EXTRACT PROVIDED:
----
Article By Paul Dwyer

The Bank of Mum and Dad has become a major source of funding for younger home-owners, either wanting to get into home ownership, or having financial assistance in meeting increased home loan repayments.

When Mum and Dad reach retirement age, often their home becomes their greatest asset and Reverse Mortgage borrowing may be the only means to provide assistance.

Whilst assisting children with a form of early inheritance is a noble act, care should be taken to ensure the following considerations.

When there are other siblings who will be future beneficiaries, a legal agreement or a revised Will should be prepared. This would indicate the gifting provided and any conditions, so that no beneficiary can be seen as been unfairly considered. A discussion with those other beneficiaries should be conducted as to the gifting decision.

It is important to consider potential needs that the elderly parents may incur in later years and that the amount of gifting shall not prevent them from being able to fund those needs.
----
Entries excerpted from a collection
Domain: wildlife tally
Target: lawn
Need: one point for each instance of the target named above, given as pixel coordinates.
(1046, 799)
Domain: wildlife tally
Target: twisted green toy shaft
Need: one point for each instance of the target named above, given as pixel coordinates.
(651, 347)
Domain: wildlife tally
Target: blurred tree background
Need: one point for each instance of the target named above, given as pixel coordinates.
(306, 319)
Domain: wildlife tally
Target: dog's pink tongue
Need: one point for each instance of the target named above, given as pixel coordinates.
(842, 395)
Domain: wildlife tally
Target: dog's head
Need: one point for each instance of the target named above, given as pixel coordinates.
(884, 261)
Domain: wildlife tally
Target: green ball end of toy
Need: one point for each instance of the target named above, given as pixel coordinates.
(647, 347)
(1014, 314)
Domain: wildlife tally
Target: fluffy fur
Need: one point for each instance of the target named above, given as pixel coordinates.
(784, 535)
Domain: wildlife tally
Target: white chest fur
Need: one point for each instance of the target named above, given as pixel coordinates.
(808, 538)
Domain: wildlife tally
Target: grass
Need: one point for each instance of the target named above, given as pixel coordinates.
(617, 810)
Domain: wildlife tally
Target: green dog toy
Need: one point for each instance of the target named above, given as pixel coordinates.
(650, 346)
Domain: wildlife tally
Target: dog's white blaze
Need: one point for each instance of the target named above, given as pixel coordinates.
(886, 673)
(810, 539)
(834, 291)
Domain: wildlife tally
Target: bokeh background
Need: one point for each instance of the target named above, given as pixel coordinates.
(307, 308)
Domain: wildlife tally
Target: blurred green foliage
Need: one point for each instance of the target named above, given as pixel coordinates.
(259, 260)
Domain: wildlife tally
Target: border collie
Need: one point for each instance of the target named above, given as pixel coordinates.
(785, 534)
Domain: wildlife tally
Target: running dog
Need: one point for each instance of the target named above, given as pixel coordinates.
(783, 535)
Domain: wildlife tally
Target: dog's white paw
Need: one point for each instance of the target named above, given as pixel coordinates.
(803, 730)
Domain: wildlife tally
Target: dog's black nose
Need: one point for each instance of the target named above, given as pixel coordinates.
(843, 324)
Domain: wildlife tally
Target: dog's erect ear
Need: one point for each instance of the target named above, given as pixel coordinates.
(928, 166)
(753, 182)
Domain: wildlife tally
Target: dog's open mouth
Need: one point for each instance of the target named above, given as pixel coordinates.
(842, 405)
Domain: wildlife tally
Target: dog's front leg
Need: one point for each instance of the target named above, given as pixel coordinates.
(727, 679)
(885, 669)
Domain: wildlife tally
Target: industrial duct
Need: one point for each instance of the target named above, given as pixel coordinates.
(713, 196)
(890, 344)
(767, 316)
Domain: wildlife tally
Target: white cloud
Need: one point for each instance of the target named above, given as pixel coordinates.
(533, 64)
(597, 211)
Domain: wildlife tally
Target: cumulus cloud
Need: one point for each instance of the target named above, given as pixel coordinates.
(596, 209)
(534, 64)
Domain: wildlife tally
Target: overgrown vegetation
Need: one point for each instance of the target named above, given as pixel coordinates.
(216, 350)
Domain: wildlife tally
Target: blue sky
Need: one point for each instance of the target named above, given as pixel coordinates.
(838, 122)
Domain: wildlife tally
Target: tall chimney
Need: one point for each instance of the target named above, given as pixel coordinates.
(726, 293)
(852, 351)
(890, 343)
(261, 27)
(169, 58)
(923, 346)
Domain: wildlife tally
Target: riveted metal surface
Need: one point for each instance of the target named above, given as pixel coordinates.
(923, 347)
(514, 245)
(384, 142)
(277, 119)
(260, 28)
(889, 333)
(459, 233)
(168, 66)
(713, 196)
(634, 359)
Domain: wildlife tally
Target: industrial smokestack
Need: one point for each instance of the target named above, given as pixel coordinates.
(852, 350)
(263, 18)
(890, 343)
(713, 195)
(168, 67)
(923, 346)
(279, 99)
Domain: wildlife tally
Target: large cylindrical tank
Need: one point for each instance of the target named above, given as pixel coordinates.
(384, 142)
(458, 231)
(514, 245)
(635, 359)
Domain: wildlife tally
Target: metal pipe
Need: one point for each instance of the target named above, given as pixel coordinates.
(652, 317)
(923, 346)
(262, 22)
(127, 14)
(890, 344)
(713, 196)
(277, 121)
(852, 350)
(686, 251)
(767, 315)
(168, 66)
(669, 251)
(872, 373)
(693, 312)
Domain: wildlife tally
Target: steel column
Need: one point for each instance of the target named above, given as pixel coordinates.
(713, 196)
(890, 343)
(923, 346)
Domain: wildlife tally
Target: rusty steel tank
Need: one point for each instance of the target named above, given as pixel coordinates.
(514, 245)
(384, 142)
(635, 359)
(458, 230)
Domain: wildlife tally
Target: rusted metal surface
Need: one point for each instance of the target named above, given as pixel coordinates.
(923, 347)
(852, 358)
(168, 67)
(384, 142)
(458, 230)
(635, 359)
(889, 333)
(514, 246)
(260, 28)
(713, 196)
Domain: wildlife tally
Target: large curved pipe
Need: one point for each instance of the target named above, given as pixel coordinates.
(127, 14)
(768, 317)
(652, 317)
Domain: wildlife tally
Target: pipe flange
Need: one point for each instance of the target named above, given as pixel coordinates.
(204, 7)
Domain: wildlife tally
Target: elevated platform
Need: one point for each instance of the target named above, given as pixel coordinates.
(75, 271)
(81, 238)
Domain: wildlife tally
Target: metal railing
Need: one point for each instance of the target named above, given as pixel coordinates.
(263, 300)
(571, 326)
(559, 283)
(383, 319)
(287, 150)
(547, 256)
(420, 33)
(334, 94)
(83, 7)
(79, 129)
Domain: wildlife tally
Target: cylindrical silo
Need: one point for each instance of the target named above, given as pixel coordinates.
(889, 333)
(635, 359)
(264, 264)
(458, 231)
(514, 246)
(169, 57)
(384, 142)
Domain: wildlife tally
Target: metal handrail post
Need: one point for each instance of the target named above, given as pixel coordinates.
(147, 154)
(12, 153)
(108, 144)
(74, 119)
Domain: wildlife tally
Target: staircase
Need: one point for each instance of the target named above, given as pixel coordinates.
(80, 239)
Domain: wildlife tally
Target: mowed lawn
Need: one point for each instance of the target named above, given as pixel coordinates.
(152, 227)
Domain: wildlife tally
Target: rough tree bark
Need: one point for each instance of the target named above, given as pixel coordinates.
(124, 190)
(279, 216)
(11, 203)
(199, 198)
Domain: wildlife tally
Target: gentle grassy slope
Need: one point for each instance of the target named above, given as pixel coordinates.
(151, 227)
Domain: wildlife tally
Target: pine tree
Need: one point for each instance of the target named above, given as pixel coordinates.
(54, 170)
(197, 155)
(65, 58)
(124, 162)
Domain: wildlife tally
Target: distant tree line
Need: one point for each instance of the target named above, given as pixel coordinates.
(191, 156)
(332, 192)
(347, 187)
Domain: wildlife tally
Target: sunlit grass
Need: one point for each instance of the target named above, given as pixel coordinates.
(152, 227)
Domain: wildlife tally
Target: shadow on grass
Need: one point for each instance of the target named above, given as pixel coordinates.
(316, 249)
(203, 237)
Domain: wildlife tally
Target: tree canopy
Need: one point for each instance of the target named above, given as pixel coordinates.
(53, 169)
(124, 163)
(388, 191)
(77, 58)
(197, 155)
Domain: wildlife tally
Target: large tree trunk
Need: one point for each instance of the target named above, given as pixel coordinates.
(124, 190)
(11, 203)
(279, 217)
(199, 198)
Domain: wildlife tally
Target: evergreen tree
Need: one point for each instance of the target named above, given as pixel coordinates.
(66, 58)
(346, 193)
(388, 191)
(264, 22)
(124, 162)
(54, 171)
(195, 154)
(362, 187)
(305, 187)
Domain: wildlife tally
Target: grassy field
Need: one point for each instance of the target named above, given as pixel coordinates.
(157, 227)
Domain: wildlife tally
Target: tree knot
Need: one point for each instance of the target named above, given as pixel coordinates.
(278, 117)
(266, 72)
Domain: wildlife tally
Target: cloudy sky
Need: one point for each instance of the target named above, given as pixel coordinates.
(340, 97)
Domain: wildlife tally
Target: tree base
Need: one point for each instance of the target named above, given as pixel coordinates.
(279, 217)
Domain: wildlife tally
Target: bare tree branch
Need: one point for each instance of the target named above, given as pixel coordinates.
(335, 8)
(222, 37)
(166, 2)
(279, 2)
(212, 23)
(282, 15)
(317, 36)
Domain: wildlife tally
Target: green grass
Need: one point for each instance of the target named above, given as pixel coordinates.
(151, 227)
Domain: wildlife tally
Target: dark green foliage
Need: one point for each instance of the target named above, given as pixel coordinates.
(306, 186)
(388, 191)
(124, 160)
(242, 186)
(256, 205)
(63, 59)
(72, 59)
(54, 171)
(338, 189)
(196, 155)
----
STATED GOAL A: Retype the article on parents helping children with home ownership from "Article By Paul" to "the gifting decision.".
STATED GOAL B: Pull out every line of the entries that contains the string "foliage", matching case exactly.
The entries have no connection to the article.

EXPECTED ANSWER A:
Article By Paul Dwyer

The Bank of Mum and Dad has become a major source of funding for younger home-owners, either wanting to get into home ownership, or having financial assistance in meeting increased home loan repayments.

When Mum and Dad reach retirement age, often their home becomes their greatest asset and Reverse Mortgage borrowing may be the only means to provide assistance.

Whilst assisting children with a form of early inheritance is a noble act, care should be taken to ensure the following considerations.

When there are other siblings who will be future beneficiaries, a legal agreement or a revised Will should be prepared. This would indicate the gifting provided and any conditions, so that no beneficiary can be seen as been unfairly considered. A discussion with those other beneficiaries should be conducted as to the gifting decision.

EXPECTED ANSWER B:
Target: blurred green foliage
Target: dark green foliage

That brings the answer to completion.